--- GEKOZEN FRAGMENT ---
De éénjaarstermijn begint met ingang van de dagtekening van het (eerst uitgebrachte) advies en eindigt op de dag waarop het onderzoek ter terechtzitting (opnieuw) is aangevangen (zie Hoge Raad NJ 2003, 624).
In de onderhavige strafzaak heeft het eerste onderzoek ter terechtzitting in hoger beroep plaatsgevonden op 14 december 2006. Op 16 januari 2007 is het onderzoek ter terechtzitting opnieuw aangevangen. De eerst uitgebrachte rapportage pro justitia van De Man is gedateerd 2 november 2007. Het onderzoek ter terechtzitting is op de hierna volgende terechtzittingen steeds - ook wanneer het hof in gewijzigde samenstelling zat - met instemming van de advocaat-generaal en de verdediging voortgezet. Het verweer dient mitsdien te worden verworpen.
Toepasselijke wettelijke voorschriften
Het hof heeft gelet op de artikelen 37a (oud), 37b, 45 (oud), 56, 57 (oud), 282, 285 (oud) en 317 van het Wetboek van Strafrecht.
BESLISSING
Het hof:
Vernietigt het vonnis waarvan beroep en doet opnieuw recht.
Verklaart bewezen dat de verdachte het onder 1 primair, 2 en 3 tenlastegelegde, zoals hierboven omschreven, heeft begaan.
Verklaart niet bewezen hetgeen terzake meer of anders is tenlastegelegd en spreekt de verdachte daarvan vrij.
Bepaalt dat het bewezenverklaarde de hierboven vermelde strafbare feiten oplevert.
Verklaart de verdachte strafbaar ter zake van het bewezenverklaarde.
Veroordeelt de verdachte tot een gevangenisstraf voor de duur van
12 (twaalf) maanden.
Bepaalt dat de tijd, die door de verdachte vóór de tenuitvoerlegging van deze uitspraak in voorarrest is doorgebracht, bij de uitvoering van de opgelegde gevangenisstraf in mindering zal worden gebracht, voorzover die tijd niet reeds op een andere straf in mindering is gebracht.
---
__DE OPDRACHT__
Schrijf de uitspraak van het hof in deze strafzaak verder, te beginnen na de laatste zin van het fragment. De lijst hieronder heb je hiervoor niet nodig.
--- AANGELEVERDE LIJST ---
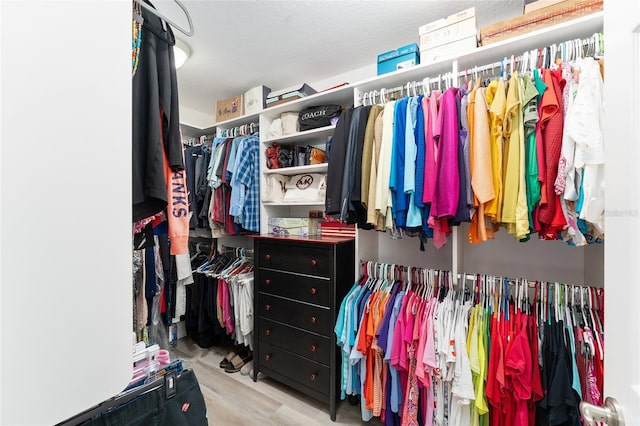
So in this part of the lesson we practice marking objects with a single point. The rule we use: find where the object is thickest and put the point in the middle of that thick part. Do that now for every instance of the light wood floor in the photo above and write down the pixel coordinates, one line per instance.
(234, 399)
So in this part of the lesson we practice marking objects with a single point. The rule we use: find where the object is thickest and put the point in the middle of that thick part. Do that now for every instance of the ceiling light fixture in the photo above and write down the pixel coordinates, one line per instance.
(181, 52)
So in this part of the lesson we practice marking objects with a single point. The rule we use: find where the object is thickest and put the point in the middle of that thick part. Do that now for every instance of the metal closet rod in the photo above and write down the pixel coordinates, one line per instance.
(448, 77)
(153, 11)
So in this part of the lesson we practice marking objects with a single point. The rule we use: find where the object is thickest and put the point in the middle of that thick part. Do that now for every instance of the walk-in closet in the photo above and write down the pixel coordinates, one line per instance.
(307, 212)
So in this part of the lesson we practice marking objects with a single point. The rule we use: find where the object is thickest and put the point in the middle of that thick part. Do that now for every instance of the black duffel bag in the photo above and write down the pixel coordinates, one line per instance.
(318, 116)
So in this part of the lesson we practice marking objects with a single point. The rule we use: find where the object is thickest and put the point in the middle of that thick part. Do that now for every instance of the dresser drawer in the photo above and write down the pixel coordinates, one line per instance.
(297, 314)
(306, 372)
(307, 289)
(308, 345)
(308, 260)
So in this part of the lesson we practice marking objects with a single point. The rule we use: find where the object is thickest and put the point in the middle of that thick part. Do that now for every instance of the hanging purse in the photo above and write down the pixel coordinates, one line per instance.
(316, 155)
(272, 156)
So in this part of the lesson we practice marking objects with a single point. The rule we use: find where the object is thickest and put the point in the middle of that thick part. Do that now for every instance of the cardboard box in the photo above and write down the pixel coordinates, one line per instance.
(449, 34)
(449, 20)
(394, 60)
(541, 18)
(447, 50)
(255, 99)
(227, 109)
(289, 94)
(290, 226)
(539, 4)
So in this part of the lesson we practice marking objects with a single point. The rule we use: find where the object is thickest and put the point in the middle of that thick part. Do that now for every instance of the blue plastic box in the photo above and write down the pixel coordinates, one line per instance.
(404, 57)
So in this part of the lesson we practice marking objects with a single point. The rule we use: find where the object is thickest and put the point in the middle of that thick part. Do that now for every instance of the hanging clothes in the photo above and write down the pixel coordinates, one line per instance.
(418, 351)
(155, 122)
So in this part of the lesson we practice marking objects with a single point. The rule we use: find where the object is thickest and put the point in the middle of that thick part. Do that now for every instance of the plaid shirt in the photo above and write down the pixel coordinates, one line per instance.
(248, 174)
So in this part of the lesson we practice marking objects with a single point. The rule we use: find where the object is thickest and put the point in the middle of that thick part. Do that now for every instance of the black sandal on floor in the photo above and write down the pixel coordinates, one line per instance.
(225, 361)
(236, 363)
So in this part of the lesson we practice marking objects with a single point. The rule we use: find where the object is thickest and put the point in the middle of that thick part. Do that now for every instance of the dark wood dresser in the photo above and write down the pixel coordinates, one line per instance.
(300, 284)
---
__HET ANTWOORD__
Gelast dat de verdachte ter beschikking wordt gesteld en beveelt dat de verdachte van overheidswege zal worden verpleegd.
Het hof beveelt aan dat zo spoedig mogelijk met de behandeling zal worden aangevangen.
Wijst af het verzoek tot aanhouding van de behandeling van de zaak.
Wijst af het verzoek tot schorsing van het bevel tot voorlopige hechtenis van de verdachte.
Dit arrest is gewezen door mr. B.A. Stoker-Klein, mr. M.J. Bax-Luhrman en mr. M. Moussault, in bijzijn van
de griffier mr. S.N. Keuning.
Het is uitgesproken op de openbare terechtzitting van het hof van 18 december 2008.
1 Zie het proces-verbaal van aangifte d.d. 19 juni 2005 van de politie Rotterdam Rijnmond, district 1 Waterweg, nr. 2005211030-1, opgemaakt in de wettelijke vorm door de daartoe bevoegde opsporingsambtenaren.
2 Zie het proces-verbaal van verhoor verdachte d.d. 18 juni 2005 van de politie Rotterdam-Rijnmond, district 1 Waterweg, nr. 2005211030-17, opgemaakt in de wettelijke vorm door de daartoe bevoegde opsporingsambtenaren, blad 2-3, het proces-verbaal van verhoor verdachte d.d. 19 juni 2005 van de politie Rotterdam-Rijnmond, district 1 Waterweg, nr. 2005211030-20, opgemaakt in de wettelijke vorm door de daartoe bevoegde opsporingsambtenaren, blad 3-4, het proces-verbaal van bevindingen d.d. 19 juni 2005 van de politie Rotterdam-Rijnmond, district 1 Waterweg, nr. 2005211030-3, opgemaakt in de wettelijke vorm door de daartoe bevoegde opsporingsambtenaar en het proces-verbaal van bevindingen d.d. 18 juni 2005 van de politie Rotterdam-Rijnmond, district 1 Waterweg, nr. 2005211030-4, opgemaakt in de wettelijke vorm door de daartoe bevoegde opsporingsambtenaren, blad 2.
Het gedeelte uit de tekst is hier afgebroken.